__STATED PROBLEM__
Rewrite the lines below, replacing "instance" with "occurrence" everywhere it occurs and keeping everything else the same.

__EXTRACTED INFORMATION__
■ ■ ■
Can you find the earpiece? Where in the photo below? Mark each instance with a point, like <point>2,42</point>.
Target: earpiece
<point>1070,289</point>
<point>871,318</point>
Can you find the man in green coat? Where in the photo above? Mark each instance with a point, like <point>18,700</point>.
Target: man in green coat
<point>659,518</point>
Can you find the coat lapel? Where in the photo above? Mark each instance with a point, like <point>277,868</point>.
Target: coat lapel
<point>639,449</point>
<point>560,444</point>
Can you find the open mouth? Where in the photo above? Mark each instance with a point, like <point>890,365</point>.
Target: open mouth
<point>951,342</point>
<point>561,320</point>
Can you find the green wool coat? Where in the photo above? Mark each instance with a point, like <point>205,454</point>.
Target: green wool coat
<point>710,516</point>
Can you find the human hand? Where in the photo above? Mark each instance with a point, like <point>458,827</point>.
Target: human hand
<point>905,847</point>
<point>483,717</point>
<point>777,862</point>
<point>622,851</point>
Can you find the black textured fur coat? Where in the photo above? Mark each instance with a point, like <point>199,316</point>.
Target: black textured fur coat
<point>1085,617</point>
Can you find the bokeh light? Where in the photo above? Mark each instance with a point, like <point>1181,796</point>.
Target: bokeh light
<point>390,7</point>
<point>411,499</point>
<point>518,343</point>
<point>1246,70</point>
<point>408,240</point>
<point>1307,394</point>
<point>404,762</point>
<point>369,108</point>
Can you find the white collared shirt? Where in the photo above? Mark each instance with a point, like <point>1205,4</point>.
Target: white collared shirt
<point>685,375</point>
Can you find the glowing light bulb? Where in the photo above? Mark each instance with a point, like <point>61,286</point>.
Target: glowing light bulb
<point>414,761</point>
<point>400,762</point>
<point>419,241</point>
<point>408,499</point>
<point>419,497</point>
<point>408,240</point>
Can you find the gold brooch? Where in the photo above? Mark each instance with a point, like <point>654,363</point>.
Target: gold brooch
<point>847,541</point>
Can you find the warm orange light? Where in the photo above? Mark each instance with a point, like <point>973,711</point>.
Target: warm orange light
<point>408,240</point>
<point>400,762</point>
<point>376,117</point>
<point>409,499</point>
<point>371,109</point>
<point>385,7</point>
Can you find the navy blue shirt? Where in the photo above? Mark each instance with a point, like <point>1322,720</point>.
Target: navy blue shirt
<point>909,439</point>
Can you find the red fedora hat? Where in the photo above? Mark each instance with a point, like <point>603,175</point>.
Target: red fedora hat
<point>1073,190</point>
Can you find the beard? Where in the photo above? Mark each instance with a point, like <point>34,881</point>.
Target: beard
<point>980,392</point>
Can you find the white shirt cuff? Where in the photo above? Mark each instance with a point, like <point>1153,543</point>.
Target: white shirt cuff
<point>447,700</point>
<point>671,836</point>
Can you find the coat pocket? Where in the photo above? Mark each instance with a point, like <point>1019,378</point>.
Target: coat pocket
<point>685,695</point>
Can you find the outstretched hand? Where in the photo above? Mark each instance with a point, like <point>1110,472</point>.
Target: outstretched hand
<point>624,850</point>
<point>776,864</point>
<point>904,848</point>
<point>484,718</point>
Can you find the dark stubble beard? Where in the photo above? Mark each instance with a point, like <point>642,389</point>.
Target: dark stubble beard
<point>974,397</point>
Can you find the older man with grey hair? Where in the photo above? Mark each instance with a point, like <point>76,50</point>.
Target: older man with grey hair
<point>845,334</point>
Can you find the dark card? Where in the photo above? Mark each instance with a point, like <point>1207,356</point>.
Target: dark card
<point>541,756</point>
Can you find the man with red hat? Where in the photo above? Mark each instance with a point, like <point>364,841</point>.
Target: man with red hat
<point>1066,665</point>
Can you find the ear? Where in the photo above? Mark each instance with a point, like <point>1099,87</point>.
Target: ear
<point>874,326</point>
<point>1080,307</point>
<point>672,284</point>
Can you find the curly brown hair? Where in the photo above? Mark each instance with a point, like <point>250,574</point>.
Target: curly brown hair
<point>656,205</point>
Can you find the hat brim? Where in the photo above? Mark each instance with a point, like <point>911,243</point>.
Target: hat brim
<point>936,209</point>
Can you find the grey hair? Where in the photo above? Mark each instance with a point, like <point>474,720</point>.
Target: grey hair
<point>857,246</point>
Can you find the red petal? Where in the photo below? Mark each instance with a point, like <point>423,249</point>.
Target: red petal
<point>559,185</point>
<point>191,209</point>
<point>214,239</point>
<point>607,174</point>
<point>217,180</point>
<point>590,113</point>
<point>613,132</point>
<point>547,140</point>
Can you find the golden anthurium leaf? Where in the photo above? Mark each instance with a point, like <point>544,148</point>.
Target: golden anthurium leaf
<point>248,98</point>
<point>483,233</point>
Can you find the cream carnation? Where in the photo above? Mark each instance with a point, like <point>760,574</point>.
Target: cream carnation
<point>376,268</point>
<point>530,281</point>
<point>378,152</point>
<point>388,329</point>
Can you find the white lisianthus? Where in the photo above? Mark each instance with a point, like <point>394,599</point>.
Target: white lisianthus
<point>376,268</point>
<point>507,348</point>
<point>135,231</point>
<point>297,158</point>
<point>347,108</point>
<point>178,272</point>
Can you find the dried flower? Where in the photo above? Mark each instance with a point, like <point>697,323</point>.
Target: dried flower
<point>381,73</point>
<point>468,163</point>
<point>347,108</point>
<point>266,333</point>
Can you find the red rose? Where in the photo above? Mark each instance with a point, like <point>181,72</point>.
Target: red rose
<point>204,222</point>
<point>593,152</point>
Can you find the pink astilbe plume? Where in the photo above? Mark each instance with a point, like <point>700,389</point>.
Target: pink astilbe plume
■ ■ ■
__THE OUTPUT__
Can you find the earpiece? Where in the photo below? Mark each occurrence with a point, like <point>2,42</point>.
Target: earpiece
<point>1070,289</point>
<point>871,318</point>
Can you find the man in green coat? Where in the photo above? Mark each occurrence with a point, like <point>18,700</point>.
Target: man in green coat
<point>659,518</point>
Can you find the coat lapel? Where in the photo above? Mark each occurrence with a point, like <point>277,868</point>.
Target: coat lapel
<point>639,449</point>
<point>560,444</point>
Can you find the open mouth? Where in the photo above? Mark each occurrence with a point, like <point>890,365</point>.
Target: open mouth
<point>951,342</point>
<point>561,320</point>
Can you find the green wool coat? Where in the photo above? Mark each occurrence with a point, like <point>205,454</point>.
Target: green wool coat
<point>710,516</point>
Can you find the human hand? Where in the photo above? Mark each occurrence with a point, like <point>458,827</point>.
Target: human hand
<point>905,847</point>
<point>483,717</point>
<point>777,862</point>
<point>622,851</point>
Can you find the black textured fur coat? Where in the photo above? Mark each occurrence with a point, like <point>199,316</point>.
Target: black textured fur coat
<point>1085,617</point>
Can you find the bokeh light? Where in the photo above? Mark each occurrence with a point, like <point>1181,796</point>.
Target: bokeh light
<point>390,7</point>
<point>411,499</point>
<point>518,343</point>
<point>1246,70</point>
<point>408,240</point>
<point>1307,394</point>
<point>404,762</point>
<point>369,108</point>
Can you find the white collared shirt? Where in the photo above? Mark each occurrence with a point, like <point>1205,4</point>.
Target: white collared shirt
<point>685,375</point>
Can you find the glowing light bulb? Where in the photo above? Mark each occurrence with a point, like <point>61,286</point>.
Target: glowing light bulb
<point>414,761</point>
<point>400,762</point>
<point>419,241</point>
<point>408,499</point>
<point>419,497</point>
<point>408,240</point>
Can you find the gold brooch? Where in the photo above? Mark each occurrence with a point, like <point>654,363</point>.
Target: gold brooch
<point>847,541</point>
Can you find the warm orange light? Where in the photo above? Mark each occurrence with a point, like <point>973,711</point>.
Target: warm orange light
<point>408,240</point>
<point>400,762</point>
<point>376,117</point>
<point>409,499</point>
<point>371,109</point>
<point>385,7</point>
Can you find the navy blue shirt? Where in the photo above? Mark each occurrence with a point, like <point>1322,720</point>.
Target: navy blue shirt
<point>909,439</point>
Can you find the red fedora hat? Where in the photo above? Mark each occurrence with a point, like <point>603,175</point>.
Target: red fedora hat
<point>1073,190</point>
Can you find the beard? Where in the photo above? Mark each occurrence with a point, like <point>34,881</point>.
Target: beard
<point>980,392</point>
Can you find the white shirt cuff? Where in the photo above? Mark each occurrence with a point, like <point>1153,543</point>.
Target: white shirt cuff
<point>447,700</point>
<point>671,836</point>
Can you find the coat pocket? Where in the photo above? Mark each occurrence with a point, like <point>1019,378</point>.
Target: coat pocket
<point>685,695</point>
Can you find the outstretched hand? Where in the photo above? Mark each occurrence with a point, like <point>1110,472</point>.
Target: outstretched hand
<point>624,850</point>
<point>776,864</point>
<point>904,848</point>
<point>484,718</point>
Can you find the dark stubble beard? Where in the photo above? Mark each occurrence with a point, like <point>642,389</point>.
Target: dark stubble beard
<point>974,397</point>
Can you find the older man with grey hair? Where in the photo above? Mark each occurrence with a point, like <point>76,50</point>.
Target: older man with grey hair
<point>845,334</point>
Can you find the dark card? Where in the photo above? Mark each occurrence with a point, like <point>1207,356</point>.
Target: dark card
<point>541,756</point>
Can you find the man with red hat? Where in the photo above? Mark each occurrence with a point, like <point>364,841</point>.
Target: man with red hat
<point>1066,665</point>
Can you find the ear? Where in the photo above? Mark each occurrence with a point, like <point>1099,87</point>.
Target: ear
<point>874,326</point>
<point>1080,307</point>
<point>672,284</point>
Can you find the curly brown hair? Where in the photo above? Mark each occurrence with a point, like <point>250,574</point>.
Target: curly brown hair
<point>656,205</point>
Can you find the hat brim? Where in the photo above? Mark each occurrence with a point, like <point>911,243</point>.
Target: hat brim
<point>936,209</point>
Can you find the grey hair? Where in the photo above? Mark each occurrence with a point, like <point>474,720</point>.
Target: grey hair
<point>857,246</point>
Can you find the red petal? Where in the photo below? Mark each occurrence with a point, like <point>423,249</point>.
Target: red petal
<point>559,185</point>
<point>191,209</point>
<point>214,239</point>
<point>607,174</point>
<point>217,180</point>
<point>590,113</point>
<point>613,132</point>
<point>547,140</point>
Can you find the golden anthurium leaf? Where in the photo above? Mark each occurrence with a point, like <point>544,148</point>.
Target: golden anthurium leaf
<point>248,98</point>
<point>483,233</point>
Can you find the cream carnation? Where in the photo above? Mark each occurrence with a point, like <point>760,574</point>.
Target: cream carnation
<point>376,268</point>
<point>530,281</point>
<point>378,152</point>
<point>388,329</point>
Can you find the white lisianthus? Where in the photo above? Mark each occurrence with a point, like <point>394,599</point>.
Target: white lisianthus
<point>376,268</point>
<point>507,348</point>
<point>135,231</point>
<point>297,158</point>
<point>347,108</point>
<point>178,272</point>
Can you find the dried flower? Where in the photo above? Mark each occurrence with a point, like <point>697,323</point>.
Target: dried flower
<point>381,73</point>
<point>468,163</point>
<point>347,108</point>
<point>266,333</point>
Can you find the red rose? Where in the photo above? Mark each occurrence with a point, like <point>181,72</point>.
Target: red rose
<point>204,222</point>
<point>593,152</point>
Can you find the pink astilbe plume? Where in the photo above? Mark each occurrence with a point, like <point>700,389</point>.
Target: pink astilbe plume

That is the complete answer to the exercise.